> _CONSIGNE_
Les affirmations (a), (b) et (c) ci-dessous sont-elles conformes à l'extrait ? Répondez par oui ou non et citez à l'identique les mots de l'extrait qui tranchent. (a) La baisse de l'illectronisme s'explique par un changement de structure de la population. (b) L'enquête de l'Insee a été collectée au printemps 2021. (c) Entre les personnes les plus modestes et les plus aisées, les inégalités face à l'illectronisme se sont réduites.

> _EXTRAIT_

================================

Et si cette diminution pourrait sembler relativement négligeable à première vue, il n’en est rien puisque les auteures considèrent que « l'illectronisme a baissé nettement »  durant ces deux années.

« Cette baisse n'est pas portée par un changement de structure de la population, la répartition par tranche d'âge ayant peu varié en deux ans, mais par un changement dans les comportements liés aux technologies de l’information et de la communication », explique l’Insee dont l'enquête, collectée au printemps 2021 durant le troisième confinement, inclut « les modifications de comportements engendrées par la crise sanitaire ».

Résultat, la fracture numérique s’est légèrement résorbée entre les générations. Durant ces deux années, l'illectronisme a diminué de 8 points pour les personnes de 75 ans ou plus et de 6 points pour les 60-74 ans… contre moins de 1 point pour les 15-24 ans. 

Un phénomène qui ne s’est, toutefois, pas répété entre les plus pauvres et les plus riches, l'illectronisme ayant cette fois « moins diminué pour les personnes les plus modestes »  que pour les plus aisées. Les inégalités se sont donc « accentuées en deux ans »  au sein de cette catégorie. En 2021, les personnes les plus modestes avaient ainsi « une probabilité d’illectronisme 6,5 fois plus grande que les personnes les plus aisées », contre 4,2 fois en 2019.

================================

> _DONNÉES EXTRAITES_
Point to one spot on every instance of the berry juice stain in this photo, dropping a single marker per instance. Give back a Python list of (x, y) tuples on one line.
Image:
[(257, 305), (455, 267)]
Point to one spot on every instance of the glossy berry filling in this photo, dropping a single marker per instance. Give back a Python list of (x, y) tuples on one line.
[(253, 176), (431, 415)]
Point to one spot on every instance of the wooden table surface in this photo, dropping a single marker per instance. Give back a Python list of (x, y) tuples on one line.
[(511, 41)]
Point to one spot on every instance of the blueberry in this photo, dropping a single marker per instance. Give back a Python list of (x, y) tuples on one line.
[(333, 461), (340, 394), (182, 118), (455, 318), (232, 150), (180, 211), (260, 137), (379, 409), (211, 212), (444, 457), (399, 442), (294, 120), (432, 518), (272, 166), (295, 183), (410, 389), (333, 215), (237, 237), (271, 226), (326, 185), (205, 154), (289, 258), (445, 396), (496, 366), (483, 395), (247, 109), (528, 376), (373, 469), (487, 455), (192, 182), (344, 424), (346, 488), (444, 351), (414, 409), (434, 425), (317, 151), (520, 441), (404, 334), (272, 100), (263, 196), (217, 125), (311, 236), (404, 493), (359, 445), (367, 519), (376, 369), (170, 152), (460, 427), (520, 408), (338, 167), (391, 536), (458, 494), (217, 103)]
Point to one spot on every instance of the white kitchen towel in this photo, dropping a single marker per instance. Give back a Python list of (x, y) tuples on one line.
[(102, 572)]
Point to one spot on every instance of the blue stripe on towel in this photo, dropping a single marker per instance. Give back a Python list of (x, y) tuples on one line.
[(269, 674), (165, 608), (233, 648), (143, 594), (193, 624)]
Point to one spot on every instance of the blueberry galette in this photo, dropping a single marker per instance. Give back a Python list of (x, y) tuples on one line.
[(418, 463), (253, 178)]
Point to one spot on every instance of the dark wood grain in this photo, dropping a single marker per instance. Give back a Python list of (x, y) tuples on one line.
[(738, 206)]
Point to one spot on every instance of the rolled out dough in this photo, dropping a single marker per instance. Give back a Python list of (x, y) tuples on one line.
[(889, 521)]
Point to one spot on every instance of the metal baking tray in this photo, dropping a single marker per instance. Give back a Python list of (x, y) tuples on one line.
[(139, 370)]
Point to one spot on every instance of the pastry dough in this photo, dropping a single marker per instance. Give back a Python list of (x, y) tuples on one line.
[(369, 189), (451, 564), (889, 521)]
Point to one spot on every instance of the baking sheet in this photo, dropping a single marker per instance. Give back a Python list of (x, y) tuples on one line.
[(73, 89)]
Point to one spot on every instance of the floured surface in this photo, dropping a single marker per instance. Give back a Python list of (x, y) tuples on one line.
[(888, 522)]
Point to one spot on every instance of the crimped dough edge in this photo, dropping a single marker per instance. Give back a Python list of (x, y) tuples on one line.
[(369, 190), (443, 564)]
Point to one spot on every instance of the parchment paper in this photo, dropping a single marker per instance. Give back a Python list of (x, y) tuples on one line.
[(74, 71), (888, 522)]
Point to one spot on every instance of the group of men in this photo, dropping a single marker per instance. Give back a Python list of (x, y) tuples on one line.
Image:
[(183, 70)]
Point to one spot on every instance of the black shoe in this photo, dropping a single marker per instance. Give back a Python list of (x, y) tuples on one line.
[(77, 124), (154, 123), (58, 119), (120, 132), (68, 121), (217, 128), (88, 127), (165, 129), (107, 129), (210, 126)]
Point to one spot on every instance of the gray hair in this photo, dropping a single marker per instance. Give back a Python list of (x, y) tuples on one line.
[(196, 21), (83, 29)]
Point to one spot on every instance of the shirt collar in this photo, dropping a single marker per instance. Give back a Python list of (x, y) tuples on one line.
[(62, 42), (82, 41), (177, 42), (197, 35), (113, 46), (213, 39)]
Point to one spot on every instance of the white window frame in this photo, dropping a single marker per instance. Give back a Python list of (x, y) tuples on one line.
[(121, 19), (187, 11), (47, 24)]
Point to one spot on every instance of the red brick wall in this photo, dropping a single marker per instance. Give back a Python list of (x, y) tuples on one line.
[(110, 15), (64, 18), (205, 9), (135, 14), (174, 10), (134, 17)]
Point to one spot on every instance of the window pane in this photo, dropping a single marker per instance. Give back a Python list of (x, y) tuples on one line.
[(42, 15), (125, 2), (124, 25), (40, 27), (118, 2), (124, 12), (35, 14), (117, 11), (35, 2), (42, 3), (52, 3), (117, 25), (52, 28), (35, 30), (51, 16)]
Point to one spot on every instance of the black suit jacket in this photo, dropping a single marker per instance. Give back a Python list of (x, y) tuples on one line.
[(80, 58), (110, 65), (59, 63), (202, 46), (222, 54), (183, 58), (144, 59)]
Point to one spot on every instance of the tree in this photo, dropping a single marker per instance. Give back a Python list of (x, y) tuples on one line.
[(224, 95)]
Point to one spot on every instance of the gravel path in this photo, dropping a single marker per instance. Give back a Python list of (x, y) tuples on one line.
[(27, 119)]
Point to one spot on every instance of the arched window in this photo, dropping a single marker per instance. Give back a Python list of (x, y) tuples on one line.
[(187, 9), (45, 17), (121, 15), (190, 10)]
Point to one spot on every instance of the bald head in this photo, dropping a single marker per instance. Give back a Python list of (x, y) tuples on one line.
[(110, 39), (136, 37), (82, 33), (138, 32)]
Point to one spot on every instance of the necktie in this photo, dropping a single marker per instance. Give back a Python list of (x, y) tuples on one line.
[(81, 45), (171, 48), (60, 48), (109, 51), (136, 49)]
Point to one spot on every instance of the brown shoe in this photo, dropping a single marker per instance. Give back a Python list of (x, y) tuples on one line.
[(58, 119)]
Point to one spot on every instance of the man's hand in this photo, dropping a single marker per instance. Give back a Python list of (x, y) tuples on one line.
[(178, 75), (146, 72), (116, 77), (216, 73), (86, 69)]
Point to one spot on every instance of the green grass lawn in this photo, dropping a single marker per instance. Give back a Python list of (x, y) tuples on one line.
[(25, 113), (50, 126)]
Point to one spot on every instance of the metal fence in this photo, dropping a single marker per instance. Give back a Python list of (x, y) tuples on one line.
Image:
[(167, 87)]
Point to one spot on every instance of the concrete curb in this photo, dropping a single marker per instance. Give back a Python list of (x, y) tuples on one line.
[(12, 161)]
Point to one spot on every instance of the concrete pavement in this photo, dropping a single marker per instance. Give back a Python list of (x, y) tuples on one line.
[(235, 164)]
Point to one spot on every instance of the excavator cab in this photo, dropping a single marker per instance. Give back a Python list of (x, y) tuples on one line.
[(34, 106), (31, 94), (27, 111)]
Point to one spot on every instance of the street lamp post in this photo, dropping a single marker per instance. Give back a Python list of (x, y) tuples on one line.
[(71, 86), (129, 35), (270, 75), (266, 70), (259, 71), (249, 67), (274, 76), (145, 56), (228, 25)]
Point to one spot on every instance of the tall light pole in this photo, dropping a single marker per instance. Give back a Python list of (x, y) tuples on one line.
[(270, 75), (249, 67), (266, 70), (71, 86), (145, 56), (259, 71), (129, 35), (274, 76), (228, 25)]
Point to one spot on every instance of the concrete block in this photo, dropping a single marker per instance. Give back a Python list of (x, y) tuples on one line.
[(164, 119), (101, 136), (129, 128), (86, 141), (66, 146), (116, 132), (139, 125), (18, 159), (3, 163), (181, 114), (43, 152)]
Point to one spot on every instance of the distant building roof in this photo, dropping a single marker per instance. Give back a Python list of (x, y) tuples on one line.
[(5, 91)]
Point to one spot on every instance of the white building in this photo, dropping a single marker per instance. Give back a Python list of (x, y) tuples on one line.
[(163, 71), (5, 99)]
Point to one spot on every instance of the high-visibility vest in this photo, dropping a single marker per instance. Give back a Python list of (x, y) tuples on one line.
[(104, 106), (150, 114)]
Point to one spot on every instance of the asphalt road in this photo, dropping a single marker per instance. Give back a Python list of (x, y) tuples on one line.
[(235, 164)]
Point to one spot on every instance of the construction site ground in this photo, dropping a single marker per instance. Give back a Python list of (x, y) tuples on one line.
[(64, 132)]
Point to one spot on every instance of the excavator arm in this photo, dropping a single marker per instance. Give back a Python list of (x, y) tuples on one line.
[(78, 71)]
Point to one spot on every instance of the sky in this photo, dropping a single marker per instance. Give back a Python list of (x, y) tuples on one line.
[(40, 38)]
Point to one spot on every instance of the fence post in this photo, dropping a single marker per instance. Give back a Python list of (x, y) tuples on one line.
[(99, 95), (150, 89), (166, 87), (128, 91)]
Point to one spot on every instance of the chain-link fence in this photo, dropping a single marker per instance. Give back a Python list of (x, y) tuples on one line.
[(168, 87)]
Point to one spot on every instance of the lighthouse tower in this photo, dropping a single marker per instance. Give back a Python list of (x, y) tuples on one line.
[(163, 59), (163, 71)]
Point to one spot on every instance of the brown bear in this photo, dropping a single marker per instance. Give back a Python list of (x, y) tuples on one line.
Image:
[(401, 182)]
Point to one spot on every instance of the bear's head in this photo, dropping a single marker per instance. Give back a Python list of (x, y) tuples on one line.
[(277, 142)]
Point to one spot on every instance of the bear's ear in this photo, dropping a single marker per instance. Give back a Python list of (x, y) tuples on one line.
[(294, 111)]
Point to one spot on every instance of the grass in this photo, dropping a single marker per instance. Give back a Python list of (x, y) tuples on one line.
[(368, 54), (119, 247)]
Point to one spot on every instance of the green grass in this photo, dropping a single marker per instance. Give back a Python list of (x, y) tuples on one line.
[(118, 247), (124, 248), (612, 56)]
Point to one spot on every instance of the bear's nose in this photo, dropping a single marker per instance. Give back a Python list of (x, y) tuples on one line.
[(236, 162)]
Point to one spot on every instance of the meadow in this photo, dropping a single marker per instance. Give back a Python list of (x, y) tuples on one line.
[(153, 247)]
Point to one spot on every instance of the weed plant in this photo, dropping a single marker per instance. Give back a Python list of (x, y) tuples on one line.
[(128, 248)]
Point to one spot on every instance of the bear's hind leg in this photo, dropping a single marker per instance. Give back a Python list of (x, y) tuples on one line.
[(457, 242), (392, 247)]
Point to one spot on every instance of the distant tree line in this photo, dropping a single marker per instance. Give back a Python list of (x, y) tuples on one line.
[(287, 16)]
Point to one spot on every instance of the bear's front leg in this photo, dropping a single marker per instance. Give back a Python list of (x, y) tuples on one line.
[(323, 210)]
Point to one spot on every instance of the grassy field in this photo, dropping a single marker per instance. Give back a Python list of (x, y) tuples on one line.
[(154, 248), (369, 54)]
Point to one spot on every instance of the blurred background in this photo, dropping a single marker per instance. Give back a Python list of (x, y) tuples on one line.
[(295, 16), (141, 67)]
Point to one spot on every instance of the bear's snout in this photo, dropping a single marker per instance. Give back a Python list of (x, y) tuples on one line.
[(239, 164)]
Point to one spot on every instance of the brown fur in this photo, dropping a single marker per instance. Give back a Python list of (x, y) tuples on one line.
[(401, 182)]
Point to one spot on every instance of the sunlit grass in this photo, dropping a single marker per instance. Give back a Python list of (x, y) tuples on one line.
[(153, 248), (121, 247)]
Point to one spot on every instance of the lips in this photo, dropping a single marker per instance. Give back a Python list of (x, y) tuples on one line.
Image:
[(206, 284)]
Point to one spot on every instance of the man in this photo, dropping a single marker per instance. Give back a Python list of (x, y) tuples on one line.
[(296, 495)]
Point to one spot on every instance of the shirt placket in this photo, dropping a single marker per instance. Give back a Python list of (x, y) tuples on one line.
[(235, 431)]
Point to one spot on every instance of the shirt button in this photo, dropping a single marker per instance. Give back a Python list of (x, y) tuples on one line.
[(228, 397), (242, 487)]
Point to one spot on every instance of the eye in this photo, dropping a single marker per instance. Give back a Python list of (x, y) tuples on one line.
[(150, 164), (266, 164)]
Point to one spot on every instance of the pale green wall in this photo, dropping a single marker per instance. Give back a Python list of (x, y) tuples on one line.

================================

> _RÉSULTAT ATTENDU_
(a) Non : « Cette baisse n'est pas portée par un changement de structure de la population »
(b) Oui : « collectée au printemps 2021 durant le troisième confinement »
(c) Non : « accentuées en deux ans »